» WHAT IS BEING ASKED
Rewrite the court opinion below from "An unpublished opinion" to "for the State.", replacing "Court of Appeals" with "appellate court".

» DOCUMENT SECTION
--------------------------------
An unpublished opinion of the North Carolina Court of Appeals does not constitute controlling legal authority. Citation is disfavored, but may be permitted in accordance with the provisions of Rule 30(e)(3) of the North Carolina Rules of Appellate Proced ure.

NO. COA05-59


Filed: 15 November 2005

                            Mecklenburg County
v .                         Nos. 02 CRS 214614, 02 CRS
                            214616, 02 CRS 214981

    Appeal by defendant from judgment entered 7 June 2004 by Judge Jesse B. Caldwell, III in Mecklenburg County Superior Court. Heard in the Court of Appeals 17 October 2005.

    Roy A. Cooper, III, Attorney General, by Ted R. Williams, Special Deputy Attorney General, for the State.

    Michael E. Casterline for defendant-appellant.

    MARTIN, Chief Judge.

    Defendant appeals from a judgment entered upon his convictions by a jury of intentionally keeping or maintaining a dwelling house for keeping or selling a controlled substance; possession of drug paraphernalia; and trafficking by possession of cocaine. We find no error.
    At trial, the State's evidence included the testimony of Detective J.C. Long of Charlotte-Mecklenburg Police Department. Detective Long testified that on 3 April 2002, an informant whom he had arrested placed a telephone call at Detective Long's request. Detective Long was positioned so as to be able to hear both sides of the telephone conversation, and he heard the other party tell the informant that he “had it” and that the informant should meethim at a house with a Century 21 sign in front of it on Old Plank Road in Charlotte, North Carolina. Detective Long then went to the house described in the telephone conversation and knocked on the back door. He noticed, on the trash can on the porch, ziploc bags that appeared to have the residue of a white powdery substance, later tested to be cocaine. When no one answered the door, Detective Long called the last number dialed on the informant's cell phone, which the officer then had in his possession. He informed the person who answered that he was at the house waiting. The person on the other end replied that he would be there in twenty minutes.
    Twenty minutes later, defendant arrived at the house in a pickup truck. Detective Long approached defendant, identified himself as a police officer, and showed defendant the bags containing the residue. Detective Long again used the informant's phone to dial the number he had called previously. A cell phone in defendant's possession rang. Detective Long testified that he recognized defendant's voice as the one from the earlier phone calls. When Detective Long asked defendant for identification, defendant presented an out-of-state driver's license bearing the name Roger Dale Prayther. Defendant told Long that he did not live at Old Plank Road, although he did have a key to the residence, and therefore he could not give consent for Detective Long to search.     Detective Long secured a search warrant and returned to the residence. He used defendant's key to enter the house; defendant deactivated the alarm. Long stated that the house smelled stronglyof cocaine and there was cocaine residue in the stove. In a desk in the bedroom, officers found a breathing apparatus, a heat lamp, a bag of cocaine, some Inositol (a cutting agent), and ziploc bags. Elsewhere in the home, officers found an oatmeal container containing cocaine, a press machine, scale, vacuum sealer and vacuum seal bags. In a closet, officers discovered a safe built into the wall, which contained additional cocaine. There was mail in the home addressed to defendant and also mail bearing the name of Roger Prayther, the name on the out-of-state driver's license which defendant had initially shown Detective Long.
--------------------------------
» GIVEN INFORMATION
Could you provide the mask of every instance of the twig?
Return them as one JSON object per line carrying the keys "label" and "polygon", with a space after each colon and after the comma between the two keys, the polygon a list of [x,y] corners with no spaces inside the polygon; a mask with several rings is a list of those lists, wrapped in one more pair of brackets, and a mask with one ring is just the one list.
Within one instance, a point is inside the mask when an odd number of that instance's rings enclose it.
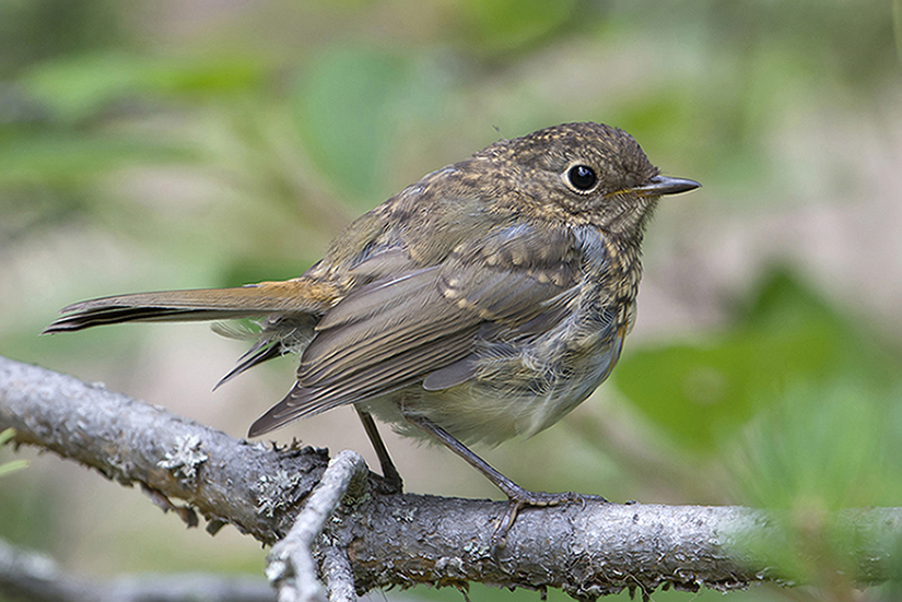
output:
--------------------------------
» COMPLETE OUTPUT
An unpublished opinion of the North Carolina appellate court does not constitute controlling legal authority. Citation is disfavored, but may be permitted in accordance with the provisions of Rule 30(e)(3) of the North Carolina Rules of Appellate Proced ure.

NO. COA05-59


Filed: 15 November 2005

                            Mecklenburg County
v .                         Nos. 02 CRS 214614, 02 CRS
                            214616, 02 CRS 214981

    Appeal by defendant from judgment entered 7 June 2004 by Judge Jesse B. Caldwell, III in Mecklenburg County Superior Court. Heard in the appellate court 17 October 2005.

    Roy A. Cooper, III, Attorney General, by Ted R. Williams, Special Deputy Attorney General, for the State.